## Problem
Convert the entries, from the start up to and including the line containing "[(51, 282)]", into a two-column CSV headed entry_text and answer. Give one row per entry, put each field in double quotes, replace line breaks with spaces, and omit the pictures.

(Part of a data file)
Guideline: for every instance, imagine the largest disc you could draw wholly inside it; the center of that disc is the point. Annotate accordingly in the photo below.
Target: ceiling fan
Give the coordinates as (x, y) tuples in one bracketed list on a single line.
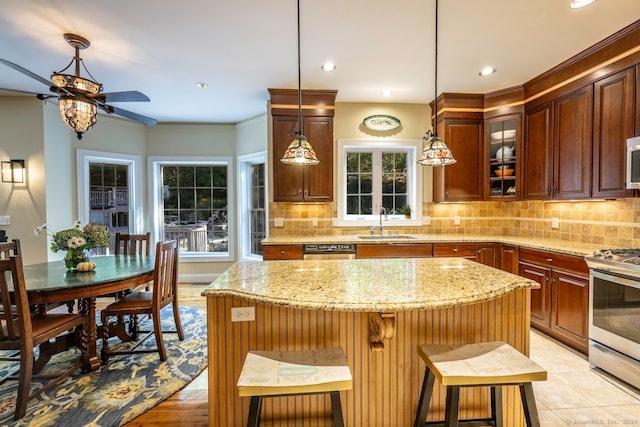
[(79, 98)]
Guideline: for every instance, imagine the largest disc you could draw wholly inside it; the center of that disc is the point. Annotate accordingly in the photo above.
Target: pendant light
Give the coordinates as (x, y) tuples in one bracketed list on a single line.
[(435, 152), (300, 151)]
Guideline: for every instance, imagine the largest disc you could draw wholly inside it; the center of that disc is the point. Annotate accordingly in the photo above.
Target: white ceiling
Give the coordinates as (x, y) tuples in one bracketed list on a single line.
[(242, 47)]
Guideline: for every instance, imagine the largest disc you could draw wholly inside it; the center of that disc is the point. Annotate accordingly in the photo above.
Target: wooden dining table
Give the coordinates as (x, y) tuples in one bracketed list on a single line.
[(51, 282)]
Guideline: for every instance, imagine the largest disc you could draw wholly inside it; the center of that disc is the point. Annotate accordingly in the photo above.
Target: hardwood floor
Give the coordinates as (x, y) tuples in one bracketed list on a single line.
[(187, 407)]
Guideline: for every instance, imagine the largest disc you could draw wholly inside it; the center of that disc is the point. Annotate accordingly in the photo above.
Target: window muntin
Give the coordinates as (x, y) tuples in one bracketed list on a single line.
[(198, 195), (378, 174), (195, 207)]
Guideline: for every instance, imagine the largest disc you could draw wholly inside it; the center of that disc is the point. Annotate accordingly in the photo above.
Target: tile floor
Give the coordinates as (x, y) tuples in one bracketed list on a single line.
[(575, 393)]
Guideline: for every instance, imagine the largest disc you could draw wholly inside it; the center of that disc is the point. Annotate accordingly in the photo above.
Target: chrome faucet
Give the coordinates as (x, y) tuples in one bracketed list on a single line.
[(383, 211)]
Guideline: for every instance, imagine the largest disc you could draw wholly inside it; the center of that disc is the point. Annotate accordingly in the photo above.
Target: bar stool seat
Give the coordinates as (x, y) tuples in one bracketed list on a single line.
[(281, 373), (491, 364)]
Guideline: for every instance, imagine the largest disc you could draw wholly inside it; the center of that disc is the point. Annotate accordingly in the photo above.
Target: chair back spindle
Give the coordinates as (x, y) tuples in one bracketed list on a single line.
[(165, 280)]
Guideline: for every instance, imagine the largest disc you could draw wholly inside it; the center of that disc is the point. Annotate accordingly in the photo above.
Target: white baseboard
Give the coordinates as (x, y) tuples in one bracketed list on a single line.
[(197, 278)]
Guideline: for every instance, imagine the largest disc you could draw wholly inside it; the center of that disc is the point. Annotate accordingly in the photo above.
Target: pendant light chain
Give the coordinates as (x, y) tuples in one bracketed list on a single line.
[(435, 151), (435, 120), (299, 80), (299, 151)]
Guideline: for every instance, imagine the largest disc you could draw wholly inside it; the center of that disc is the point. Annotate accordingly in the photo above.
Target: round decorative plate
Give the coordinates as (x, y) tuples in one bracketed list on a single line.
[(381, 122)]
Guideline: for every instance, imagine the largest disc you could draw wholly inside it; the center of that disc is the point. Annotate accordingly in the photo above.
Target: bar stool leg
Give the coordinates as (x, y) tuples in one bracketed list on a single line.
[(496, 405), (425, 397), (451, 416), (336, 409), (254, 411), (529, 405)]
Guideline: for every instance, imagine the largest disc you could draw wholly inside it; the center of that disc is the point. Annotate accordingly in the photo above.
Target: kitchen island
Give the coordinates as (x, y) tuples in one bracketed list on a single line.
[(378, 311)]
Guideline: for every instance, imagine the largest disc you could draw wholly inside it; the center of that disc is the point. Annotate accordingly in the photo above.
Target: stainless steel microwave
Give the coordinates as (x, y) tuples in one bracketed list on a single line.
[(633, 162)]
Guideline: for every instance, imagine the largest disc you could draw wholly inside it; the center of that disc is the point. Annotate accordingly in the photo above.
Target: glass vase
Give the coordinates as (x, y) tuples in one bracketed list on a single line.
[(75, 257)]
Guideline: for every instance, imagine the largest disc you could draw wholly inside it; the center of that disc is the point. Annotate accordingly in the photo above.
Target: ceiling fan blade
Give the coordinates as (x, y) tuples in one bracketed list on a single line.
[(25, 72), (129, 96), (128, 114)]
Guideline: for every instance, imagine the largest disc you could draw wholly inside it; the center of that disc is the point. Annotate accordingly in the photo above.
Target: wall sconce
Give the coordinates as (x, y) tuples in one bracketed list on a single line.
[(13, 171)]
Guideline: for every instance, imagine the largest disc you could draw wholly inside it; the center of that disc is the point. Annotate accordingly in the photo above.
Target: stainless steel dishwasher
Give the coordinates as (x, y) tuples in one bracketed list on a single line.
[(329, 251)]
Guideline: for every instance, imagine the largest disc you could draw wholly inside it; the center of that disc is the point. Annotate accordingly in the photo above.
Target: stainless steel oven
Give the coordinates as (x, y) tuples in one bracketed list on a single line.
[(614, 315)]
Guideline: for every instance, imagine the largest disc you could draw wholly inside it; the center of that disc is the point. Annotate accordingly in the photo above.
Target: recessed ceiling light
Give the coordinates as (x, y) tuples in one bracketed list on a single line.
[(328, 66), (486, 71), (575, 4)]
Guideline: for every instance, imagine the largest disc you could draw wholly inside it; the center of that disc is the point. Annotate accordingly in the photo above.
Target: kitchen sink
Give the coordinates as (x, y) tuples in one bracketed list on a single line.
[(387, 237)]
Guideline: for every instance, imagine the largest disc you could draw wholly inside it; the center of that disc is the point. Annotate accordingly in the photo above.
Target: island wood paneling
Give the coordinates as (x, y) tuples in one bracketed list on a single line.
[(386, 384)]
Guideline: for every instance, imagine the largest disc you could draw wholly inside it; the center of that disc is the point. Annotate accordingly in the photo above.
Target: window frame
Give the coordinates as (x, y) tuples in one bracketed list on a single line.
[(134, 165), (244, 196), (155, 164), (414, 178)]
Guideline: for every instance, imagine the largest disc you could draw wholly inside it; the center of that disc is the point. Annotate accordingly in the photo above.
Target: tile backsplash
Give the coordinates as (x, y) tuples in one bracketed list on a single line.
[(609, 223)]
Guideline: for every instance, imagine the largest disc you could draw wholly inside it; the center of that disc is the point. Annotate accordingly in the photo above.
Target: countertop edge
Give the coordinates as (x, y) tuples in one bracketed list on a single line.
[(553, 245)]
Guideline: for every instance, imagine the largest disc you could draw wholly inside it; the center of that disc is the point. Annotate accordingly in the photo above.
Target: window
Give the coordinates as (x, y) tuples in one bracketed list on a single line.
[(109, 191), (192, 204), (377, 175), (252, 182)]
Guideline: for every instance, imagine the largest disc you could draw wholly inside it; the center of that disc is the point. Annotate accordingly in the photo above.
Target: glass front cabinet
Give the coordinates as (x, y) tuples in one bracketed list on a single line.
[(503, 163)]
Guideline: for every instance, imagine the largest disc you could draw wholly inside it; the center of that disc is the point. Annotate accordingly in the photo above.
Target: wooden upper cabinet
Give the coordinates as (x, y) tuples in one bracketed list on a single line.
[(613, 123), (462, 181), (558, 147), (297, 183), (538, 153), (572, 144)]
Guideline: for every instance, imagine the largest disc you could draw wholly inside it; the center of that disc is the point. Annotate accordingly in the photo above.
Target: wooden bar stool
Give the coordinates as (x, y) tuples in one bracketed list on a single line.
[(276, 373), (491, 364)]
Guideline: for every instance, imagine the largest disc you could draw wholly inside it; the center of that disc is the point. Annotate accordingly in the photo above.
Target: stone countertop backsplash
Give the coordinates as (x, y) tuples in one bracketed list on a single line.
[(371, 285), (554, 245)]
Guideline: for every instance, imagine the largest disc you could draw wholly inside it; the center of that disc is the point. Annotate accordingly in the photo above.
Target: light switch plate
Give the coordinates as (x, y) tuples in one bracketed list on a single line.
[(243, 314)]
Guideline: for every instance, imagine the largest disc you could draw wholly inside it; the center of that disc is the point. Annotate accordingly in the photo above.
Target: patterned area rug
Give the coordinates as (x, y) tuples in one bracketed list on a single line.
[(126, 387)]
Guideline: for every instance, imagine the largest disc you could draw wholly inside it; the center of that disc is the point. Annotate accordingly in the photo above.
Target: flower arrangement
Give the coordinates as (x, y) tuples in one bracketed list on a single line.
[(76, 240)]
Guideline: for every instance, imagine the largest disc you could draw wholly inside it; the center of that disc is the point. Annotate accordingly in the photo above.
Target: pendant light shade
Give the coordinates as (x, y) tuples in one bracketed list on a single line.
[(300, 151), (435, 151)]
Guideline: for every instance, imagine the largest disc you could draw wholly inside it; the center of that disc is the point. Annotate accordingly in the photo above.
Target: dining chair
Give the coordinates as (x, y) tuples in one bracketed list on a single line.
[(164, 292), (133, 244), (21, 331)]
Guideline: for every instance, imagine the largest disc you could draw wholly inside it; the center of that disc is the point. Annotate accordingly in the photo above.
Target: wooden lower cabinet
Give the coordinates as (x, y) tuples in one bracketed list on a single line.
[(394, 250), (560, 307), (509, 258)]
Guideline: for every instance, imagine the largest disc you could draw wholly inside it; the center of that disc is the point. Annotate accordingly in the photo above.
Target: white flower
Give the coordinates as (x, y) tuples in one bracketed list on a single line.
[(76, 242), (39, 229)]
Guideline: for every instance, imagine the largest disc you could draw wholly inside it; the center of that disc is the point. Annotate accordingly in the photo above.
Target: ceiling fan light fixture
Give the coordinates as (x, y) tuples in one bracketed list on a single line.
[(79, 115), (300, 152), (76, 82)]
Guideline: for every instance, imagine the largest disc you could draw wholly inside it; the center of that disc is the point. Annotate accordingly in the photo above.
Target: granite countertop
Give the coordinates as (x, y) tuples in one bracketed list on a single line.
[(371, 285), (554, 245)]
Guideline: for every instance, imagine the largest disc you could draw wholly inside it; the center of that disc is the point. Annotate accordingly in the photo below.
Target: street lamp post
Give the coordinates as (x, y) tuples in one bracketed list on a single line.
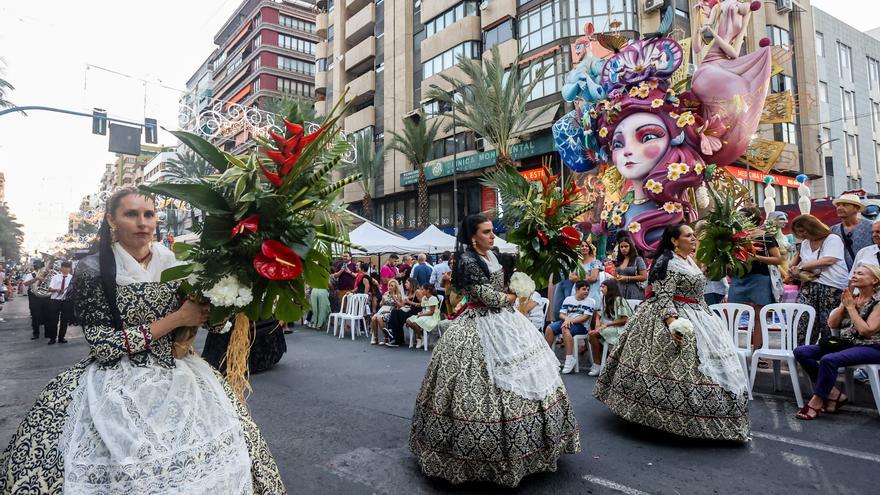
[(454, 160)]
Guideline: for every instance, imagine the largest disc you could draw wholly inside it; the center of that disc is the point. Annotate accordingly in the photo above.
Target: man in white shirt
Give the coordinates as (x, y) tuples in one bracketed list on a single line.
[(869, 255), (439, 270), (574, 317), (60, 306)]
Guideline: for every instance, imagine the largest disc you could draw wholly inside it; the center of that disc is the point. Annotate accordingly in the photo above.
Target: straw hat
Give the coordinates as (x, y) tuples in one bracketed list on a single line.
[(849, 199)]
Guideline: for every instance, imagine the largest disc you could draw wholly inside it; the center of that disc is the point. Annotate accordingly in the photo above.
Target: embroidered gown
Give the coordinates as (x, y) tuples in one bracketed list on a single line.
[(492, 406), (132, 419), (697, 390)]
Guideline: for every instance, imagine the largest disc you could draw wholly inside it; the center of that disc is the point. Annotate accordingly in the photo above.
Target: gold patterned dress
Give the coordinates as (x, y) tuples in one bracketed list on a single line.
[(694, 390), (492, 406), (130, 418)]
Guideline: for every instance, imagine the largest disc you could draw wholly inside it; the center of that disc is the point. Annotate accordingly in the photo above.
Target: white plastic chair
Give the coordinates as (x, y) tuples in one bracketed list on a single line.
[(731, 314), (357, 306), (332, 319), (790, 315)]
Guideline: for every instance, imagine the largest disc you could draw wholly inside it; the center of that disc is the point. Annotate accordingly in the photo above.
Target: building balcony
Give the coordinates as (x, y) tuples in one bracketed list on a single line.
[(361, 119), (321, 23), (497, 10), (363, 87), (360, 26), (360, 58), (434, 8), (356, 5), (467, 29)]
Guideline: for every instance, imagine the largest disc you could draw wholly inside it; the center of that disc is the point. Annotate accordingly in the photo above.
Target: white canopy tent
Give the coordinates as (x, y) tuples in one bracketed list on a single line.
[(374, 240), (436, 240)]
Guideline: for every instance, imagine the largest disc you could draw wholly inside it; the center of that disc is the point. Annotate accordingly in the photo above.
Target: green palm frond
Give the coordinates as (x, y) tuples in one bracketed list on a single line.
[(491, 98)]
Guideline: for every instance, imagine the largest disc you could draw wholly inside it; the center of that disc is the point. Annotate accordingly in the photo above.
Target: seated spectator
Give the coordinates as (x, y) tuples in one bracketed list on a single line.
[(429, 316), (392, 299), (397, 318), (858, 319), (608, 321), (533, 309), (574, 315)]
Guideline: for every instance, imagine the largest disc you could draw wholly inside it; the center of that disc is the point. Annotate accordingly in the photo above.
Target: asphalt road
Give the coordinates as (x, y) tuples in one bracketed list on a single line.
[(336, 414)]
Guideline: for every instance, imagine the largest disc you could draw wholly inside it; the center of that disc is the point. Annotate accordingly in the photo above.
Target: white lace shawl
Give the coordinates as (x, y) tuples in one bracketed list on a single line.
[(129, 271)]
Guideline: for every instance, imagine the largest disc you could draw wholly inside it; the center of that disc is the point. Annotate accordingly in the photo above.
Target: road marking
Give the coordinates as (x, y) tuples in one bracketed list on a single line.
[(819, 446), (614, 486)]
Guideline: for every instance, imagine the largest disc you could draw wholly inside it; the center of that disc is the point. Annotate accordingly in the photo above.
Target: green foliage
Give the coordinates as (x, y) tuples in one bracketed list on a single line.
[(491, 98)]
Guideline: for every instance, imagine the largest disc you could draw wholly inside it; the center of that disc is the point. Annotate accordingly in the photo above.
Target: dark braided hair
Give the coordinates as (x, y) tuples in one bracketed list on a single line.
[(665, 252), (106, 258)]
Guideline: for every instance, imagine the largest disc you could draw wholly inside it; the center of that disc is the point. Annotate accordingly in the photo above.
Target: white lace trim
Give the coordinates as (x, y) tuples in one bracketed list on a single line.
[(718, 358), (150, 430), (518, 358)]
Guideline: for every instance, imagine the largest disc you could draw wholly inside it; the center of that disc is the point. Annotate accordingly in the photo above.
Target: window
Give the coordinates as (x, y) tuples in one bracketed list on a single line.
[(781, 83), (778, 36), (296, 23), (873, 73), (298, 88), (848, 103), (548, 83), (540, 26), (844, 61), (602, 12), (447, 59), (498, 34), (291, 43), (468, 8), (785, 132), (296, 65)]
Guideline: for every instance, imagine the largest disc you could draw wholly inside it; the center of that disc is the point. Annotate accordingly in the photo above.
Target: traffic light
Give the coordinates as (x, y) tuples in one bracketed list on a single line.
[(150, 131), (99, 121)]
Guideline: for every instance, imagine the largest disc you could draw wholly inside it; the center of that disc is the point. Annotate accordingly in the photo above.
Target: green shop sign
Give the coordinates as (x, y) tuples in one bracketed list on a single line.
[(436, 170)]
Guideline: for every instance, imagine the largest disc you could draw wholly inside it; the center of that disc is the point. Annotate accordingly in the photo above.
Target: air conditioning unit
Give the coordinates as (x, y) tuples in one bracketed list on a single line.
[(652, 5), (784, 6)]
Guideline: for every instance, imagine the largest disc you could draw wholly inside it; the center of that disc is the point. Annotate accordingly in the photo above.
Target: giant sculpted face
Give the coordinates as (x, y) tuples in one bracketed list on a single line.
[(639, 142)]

## Result of the exercise
entry_text,answer
"Guideline: for every instance, imagine the largest disc you could draw wholly inside it; the center of that disc is the point. Annotate accordingly in the photo below. Target: ceiling fan Give the coordinates as (x, y) tuples in one bracketed list on a single line.","[(79, 98)]"
"Guideline: for every instance, imagine the largest disc you could draw wholly inside it; the center of that disc is the point. Annotate accordingly in the photo above. Target: pendant light Give the coordinates as (x, y) tuples in one bracketed list on a single line.","[(435, 152), (300, 151)]"
"Guideline: for every instance, imagine the largest disc you could draw wholly inside it; the center of that disc is the point. Annotate accordingly in the photo above. Target: white ceiling Give the coordinates as (x, y) tuples in one bracketed list on a single line.","[(242, 47)]"
"Guideline: for every instance, imagine the largest disc you could draw wholly inside it; the center of that disc is the point. Annotate accordingly in the photo above. Target: wooden dining table Give the coordinates as (x, y) tuples in one bracketed list on a single line.","[(51, 282)]"